▼

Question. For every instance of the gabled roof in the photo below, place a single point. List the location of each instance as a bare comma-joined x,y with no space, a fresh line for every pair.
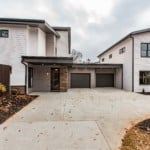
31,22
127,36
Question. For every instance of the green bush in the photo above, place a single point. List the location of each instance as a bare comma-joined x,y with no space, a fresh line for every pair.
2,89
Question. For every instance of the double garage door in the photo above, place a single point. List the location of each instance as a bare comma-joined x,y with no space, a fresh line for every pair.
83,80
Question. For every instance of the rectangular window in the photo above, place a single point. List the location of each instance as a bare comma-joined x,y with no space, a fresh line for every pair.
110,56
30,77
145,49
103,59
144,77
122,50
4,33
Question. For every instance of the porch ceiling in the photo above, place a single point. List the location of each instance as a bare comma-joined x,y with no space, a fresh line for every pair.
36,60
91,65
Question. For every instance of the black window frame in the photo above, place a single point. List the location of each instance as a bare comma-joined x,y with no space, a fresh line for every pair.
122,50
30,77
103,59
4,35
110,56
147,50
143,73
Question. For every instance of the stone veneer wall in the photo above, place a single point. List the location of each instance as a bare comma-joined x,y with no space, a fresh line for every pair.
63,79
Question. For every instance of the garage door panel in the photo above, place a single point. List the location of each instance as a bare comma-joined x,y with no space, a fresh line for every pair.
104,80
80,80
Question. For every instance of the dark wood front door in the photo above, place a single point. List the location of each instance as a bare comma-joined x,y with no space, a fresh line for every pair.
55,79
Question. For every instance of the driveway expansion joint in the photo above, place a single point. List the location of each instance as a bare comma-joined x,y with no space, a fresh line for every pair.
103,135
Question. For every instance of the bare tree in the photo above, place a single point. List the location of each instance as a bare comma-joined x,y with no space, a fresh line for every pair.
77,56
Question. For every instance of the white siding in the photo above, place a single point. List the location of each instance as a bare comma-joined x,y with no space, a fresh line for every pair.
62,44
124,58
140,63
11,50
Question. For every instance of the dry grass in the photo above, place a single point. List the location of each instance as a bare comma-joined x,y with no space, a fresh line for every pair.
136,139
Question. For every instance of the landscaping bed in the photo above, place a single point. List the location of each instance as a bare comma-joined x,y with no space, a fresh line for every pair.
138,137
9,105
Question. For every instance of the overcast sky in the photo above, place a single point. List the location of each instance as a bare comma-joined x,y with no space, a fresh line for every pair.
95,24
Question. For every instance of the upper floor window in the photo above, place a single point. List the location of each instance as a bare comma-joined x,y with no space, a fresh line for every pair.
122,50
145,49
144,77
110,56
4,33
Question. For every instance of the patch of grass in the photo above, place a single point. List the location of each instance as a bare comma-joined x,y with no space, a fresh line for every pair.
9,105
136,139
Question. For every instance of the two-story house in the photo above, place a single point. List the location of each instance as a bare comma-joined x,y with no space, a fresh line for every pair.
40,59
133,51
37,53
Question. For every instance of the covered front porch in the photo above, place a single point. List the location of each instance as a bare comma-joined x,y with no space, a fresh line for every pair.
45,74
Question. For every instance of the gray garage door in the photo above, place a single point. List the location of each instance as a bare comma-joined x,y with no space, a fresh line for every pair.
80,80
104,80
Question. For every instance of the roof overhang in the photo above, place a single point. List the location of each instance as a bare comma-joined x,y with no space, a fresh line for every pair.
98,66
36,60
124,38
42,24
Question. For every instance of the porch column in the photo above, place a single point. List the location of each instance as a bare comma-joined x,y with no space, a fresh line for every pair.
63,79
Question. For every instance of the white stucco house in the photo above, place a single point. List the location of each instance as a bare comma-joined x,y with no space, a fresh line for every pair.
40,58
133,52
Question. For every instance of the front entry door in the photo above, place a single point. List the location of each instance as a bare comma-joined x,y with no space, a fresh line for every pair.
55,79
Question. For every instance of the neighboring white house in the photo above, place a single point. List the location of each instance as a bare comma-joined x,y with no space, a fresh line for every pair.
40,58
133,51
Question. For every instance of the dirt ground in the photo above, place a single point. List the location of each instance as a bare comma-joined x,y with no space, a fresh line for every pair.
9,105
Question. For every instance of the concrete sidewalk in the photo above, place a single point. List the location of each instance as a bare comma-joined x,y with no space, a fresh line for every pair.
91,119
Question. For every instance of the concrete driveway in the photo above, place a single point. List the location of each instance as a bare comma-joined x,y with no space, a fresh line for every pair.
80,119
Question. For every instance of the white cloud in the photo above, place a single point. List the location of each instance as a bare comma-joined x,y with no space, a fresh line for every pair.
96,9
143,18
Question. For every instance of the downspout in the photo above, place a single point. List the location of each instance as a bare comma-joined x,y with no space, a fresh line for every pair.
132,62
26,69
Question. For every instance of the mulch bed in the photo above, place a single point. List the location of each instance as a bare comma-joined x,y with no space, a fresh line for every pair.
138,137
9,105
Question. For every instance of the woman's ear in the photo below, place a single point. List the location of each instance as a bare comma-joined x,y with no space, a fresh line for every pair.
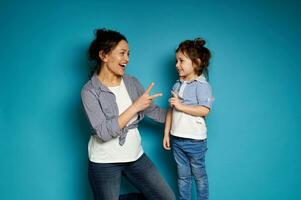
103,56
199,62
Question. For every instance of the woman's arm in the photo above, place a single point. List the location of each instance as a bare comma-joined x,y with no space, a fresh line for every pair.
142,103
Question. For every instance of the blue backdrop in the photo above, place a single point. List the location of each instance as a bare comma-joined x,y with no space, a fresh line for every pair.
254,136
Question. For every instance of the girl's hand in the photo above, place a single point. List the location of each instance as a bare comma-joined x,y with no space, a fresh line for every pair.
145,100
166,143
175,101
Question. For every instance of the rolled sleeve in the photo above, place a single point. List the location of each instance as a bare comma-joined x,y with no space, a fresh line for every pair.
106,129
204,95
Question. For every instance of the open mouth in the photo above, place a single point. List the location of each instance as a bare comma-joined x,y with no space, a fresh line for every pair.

▲
▼

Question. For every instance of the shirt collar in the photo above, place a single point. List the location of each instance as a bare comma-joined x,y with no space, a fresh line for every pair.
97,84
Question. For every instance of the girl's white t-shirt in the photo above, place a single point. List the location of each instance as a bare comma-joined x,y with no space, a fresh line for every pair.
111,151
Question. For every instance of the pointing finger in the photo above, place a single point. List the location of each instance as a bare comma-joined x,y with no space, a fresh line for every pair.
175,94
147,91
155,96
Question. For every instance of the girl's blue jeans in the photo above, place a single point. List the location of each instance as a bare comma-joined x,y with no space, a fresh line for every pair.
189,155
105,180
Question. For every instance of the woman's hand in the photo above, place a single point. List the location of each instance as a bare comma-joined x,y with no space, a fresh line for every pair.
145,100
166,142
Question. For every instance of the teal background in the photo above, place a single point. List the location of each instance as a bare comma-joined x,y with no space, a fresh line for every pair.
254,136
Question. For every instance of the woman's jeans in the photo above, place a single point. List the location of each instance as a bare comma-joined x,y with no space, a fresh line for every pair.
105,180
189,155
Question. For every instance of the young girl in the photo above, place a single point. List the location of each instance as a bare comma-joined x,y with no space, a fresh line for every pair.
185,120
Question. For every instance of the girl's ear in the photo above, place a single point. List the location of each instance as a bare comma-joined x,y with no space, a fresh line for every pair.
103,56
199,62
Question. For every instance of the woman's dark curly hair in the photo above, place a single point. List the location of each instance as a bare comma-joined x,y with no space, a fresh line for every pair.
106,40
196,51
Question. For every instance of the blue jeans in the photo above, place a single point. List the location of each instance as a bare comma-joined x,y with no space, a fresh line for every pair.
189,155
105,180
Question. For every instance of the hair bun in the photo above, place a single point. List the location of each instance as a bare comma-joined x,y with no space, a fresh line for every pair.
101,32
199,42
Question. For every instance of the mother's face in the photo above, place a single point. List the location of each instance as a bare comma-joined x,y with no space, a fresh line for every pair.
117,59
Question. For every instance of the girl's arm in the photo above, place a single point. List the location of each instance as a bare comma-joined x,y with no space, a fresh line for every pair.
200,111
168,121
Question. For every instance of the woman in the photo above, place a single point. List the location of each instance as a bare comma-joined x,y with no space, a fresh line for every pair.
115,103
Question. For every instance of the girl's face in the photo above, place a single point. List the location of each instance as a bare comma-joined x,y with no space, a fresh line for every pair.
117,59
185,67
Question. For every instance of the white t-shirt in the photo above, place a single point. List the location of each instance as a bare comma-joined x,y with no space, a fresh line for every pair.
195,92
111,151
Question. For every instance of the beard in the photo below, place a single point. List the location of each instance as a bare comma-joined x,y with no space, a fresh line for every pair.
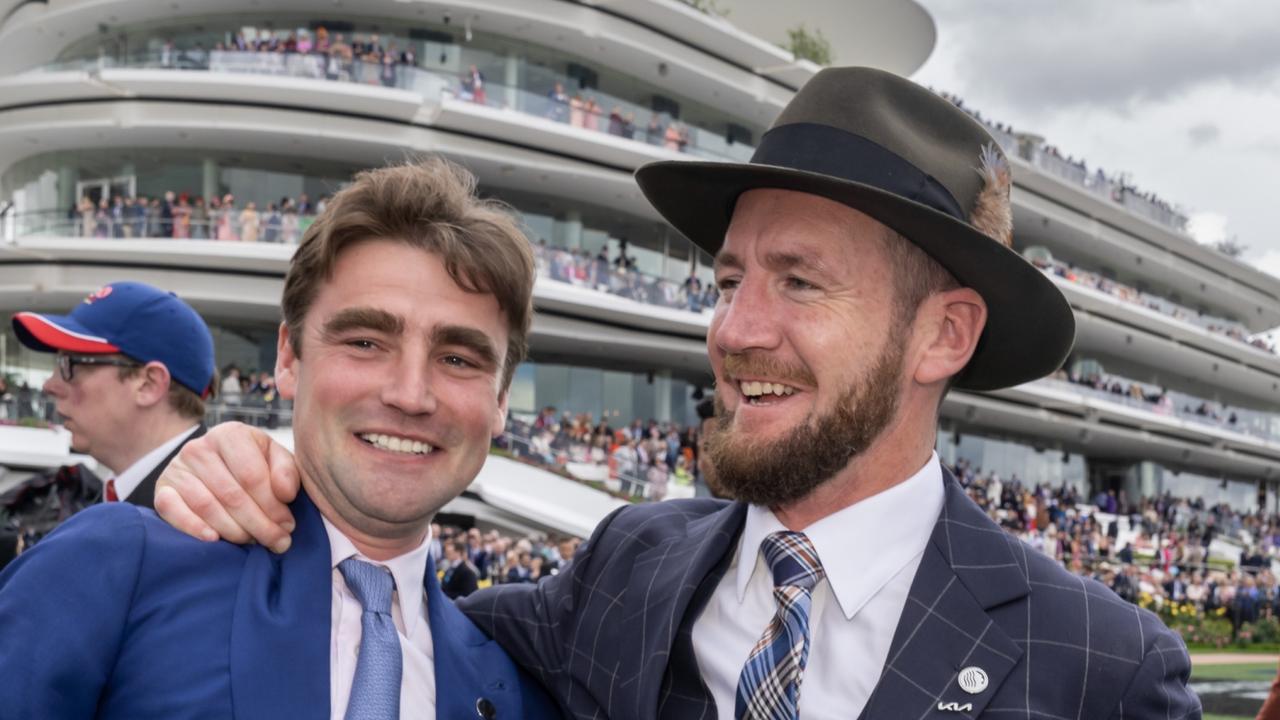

▲

Requirement – As the answer, set down only the lines from the data above between the one holding "Question. For every instance of the woman's arm" and the one holding "Question. For every instance of the open", inclusive, exactly as they read.

Your response –
Question. For every instance of the woman's arm in the photo above, place a single point. List the location of each instance as a bare comma-joined x,y with no space, a fresh line for every pair.
142,103
Question. For every instance of the blue backdrop in the photo above, place a single point. List the location of each instance as a bare comma-joined x,y with no space, a fresh line for every pair.
254,136
Question. For every instance of the girl's hand in the photo above, place a single point. List the location of each instance as a bare comma-joined x,y with no space, a fresh line for every pair.
145,100
166,143
175,101
Question. For every instance of the rolled sleeve in the photo above, place a single point. List the location of each instance as a bare comma-joined x,y with no space, a fresh line for every pair.
106,129
204,95
Question. For every instance of the open mouth in the photo above, place a single point. List the location of each instance as a bare comma-joined x,y with no space, a fresh line for every pair.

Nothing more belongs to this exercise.